= WHAT TO WORK ON =
Print exactly, and only, the lines running from the line containing "of the fingernail" through the end of the records below.

= RECORDS FOR THIS EXERCISE =
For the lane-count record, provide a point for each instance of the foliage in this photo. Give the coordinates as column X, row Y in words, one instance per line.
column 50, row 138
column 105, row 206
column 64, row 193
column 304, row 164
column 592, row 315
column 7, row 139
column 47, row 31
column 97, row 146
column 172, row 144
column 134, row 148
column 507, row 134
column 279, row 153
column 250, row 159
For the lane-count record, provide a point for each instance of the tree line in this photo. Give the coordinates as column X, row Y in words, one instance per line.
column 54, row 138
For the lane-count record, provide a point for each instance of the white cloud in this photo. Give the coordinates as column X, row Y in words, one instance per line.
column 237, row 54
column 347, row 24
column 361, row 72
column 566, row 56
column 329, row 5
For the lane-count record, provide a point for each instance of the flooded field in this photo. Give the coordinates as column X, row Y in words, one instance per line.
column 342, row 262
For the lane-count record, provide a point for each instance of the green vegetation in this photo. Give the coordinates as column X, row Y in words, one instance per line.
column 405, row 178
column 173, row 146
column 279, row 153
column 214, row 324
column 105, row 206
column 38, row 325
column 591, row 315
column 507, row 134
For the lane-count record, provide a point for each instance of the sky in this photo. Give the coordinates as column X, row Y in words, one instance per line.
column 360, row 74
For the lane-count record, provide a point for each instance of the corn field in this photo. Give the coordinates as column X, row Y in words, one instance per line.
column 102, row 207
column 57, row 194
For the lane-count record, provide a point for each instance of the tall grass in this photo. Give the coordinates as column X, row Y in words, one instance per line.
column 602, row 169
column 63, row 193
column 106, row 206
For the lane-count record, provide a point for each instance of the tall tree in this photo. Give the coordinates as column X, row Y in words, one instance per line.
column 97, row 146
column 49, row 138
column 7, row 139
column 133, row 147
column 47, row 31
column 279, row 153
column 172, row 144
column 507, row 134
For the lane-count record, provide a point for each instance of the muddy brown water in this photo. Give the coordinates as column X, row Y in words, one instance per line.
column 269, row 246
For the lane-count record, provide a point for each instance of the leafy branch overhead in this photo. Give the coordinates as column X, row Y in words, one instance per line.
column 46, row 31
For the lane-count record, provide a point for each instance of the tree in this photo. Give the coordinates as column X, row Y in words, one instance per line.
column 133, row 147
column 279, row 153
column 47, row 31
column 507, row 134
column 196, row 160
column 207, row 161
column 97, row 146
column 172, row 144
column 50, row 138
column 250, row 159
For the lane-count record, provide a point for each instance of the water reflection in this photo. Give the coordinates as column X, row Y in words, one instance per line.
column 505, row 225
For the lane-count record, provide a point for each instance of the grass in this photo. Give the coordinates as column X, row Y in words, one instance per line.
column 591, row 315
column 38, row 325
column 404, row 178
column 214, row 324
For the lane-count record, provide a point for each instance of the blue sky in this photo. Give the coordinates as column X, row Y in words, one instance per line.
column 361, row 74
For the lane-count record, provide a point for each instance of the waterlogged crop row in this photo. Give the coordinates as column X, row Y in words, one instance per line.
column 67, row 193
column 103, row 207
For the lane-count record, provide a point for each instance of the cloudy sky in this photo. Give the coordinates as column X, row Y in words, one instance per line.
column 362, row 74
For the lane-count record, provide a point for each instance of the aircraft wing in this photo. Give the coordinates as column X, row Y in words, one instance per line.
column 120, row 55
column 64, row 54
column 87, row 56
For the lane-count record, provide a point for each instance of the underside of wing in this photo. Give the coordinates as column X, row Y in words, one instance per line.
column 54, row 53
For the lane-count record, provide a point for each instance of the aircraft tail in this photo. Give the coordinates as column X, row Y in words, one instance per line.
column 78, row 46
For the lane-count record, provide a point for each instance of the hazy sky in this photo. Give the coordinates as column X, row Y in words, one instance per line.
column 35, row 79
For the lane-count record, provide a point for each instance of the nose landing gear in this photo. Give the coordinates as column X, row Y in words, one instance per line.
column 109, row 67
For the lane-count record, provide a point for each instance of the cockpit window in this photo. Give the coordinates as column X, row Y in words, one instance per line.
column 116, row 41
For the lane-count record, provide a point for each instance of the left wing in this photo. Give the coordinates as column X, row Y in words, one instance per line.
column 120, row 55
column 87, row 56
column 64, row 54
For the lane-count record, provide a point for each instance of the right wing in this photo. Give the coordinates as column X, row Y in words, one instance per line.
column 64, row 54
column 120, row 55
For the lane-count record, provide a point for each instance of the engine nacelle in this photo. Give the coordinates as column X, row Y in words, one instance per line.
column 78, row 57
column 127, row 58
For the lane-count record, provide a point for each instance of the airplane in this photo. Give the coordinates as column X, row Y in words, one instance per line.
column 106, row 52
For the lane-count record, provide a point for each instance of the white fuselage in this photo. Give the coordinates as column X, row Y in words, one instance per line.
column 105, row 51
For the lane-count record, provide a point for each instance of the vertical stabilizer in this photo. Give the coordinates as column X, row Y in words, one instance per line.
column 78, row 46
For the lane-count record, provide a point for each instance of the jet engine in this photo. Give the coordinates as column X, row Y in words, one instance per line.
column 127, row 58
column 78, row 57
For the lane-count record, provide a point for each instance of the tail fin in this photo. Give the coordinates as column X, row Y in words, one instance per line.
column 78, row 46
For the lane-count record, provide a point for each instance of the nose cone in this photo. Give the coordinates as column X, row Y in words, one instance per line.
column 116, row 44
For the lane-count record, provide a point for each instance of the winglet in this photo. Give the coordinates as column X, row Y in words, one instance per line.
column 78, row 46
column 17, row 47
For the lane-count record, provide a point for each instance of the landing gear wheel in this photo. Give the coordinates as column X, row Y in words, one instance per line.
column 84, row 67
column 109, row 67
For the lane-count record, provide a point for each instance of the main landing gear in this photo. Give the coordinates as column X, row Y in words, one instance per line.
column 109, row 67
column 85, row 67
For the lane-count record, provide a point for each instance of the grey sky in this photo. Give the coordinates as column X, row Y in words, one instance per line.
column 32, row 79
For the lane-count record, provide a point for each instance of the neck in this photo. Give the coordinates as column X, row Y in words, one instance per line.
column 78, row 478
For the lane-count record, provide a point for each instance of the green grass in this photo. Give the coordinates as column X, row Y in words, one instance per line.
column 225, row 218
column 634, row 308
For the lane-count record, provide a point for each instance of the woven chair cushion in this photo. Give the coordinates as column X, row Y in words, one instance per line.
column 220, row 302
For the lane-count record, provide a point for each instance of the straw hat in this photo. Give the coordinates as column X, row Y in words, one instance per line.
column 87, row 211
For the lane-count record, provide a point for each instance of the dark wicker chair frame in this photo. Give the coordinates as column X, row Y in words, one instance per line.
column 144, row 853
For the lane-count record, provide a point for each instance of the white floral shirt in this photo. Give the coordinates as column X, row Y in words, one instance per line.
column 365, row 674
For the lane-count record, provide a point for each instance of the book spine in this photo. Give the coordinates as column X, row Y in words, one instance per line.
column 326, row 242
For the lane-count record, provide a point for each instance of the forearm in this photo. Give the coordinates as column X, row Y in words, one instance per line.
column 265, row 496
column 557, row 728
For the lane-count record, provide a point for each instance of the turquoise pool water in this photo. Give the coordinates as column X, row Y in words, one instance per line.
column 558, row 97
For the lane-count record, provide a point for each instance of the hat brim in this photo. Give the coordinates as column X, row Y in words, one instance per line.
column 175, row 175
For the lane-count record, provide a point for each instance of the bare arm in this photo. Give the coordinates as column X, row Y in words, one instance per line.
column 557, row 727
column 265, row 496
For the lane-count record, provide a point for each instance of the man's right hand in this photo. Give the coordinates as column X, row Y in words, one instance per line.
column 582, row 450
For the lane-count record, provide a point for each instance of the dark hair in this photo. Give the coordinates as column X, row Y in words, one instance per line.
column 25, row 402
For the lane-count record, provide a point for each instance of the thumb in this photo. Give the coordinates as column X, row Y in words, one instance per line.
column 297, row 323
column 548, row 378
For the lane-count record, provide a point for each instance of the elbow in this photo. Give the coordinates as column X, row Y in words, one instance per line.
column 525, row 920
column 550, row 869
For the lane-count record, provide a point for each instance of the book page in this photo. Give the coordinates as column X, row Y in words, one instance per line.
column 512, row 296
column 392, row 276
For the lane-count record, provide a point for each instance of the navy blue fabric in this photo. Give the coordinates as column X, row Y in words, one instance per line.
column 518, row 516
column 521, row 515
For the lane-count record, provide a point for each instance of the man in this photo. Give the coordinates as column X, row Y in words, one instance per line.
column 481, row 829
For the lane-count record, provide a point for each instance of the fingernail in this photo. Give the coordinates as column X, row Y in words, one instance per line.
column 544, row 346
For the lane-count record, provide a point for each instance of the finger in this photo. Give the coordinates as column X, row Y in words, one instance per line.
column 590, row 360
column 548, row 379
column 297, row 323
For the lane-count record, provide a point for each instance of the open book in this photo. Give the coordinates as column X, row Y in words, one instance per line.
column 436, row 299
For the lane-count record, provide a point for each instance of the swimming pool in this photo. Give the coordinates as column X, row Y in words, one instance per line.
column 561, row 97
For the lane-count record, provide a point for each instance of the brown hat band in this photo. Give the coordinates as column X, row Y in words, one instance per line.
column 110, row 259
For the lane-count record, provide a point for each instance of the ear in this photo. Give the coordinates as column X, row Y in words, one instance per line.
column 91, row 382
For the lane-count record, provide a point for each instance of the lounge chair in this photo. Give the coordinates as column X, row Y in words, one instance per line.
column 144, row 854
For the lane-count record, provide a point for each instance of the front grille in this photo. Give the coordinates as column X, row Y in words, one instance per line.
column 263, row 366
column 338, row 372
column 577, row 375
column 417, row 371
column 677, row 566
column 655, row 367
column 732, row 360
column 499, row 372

= THE REPLY =
For the lane-count record, provide a point for each instance of the fingernail in this photo. Give the coordinates as column X, row Y in words, one instance per line.
column 544, row 346
For the lane-count record, provide a point for each instance of the finger in this photo. Give the coordinates as column X, row Y in words, one instance per line.
column 590, row 360
column 548, row 379
column 297, row 323
For the lane-count record, provide a point for each instance of the open book in this photo. Give the coordinates as column X, row Y in words, one instance per line.
column 436, row 299
For the lane-count record, provide a point for each instance of the swimming pool in this photo. Give the coordinates as column X, row Y in words, one instance per line.
column 561, row 97
For the lane-count record, provide a point for each instance of the brown hat band in this photo. Give the coordinates as column X, row Y in words, one instance per line.
column 110, row 259
For the lane-count record, provide a point for each instance of the ear in this photo. Give the coordinates as column X, row Y in words, one instance per line.
column 91, row 382
For the lane-count record, provide a point for each instance of the lounge chair in this photo. Give the coordinates as column X, row Y in words, one instance per line.
column 144, row 854
For the lane-count record, provide a point for each instance of the front grille in this photo. Give the coordinates as column X, row Y in words, one instance per line.
column 263, row 366
column 338, row 372
column 577, row 375
column 417, row 371
column 677, row 566
column 655, row 367
column 732, row 360
column 499, row 372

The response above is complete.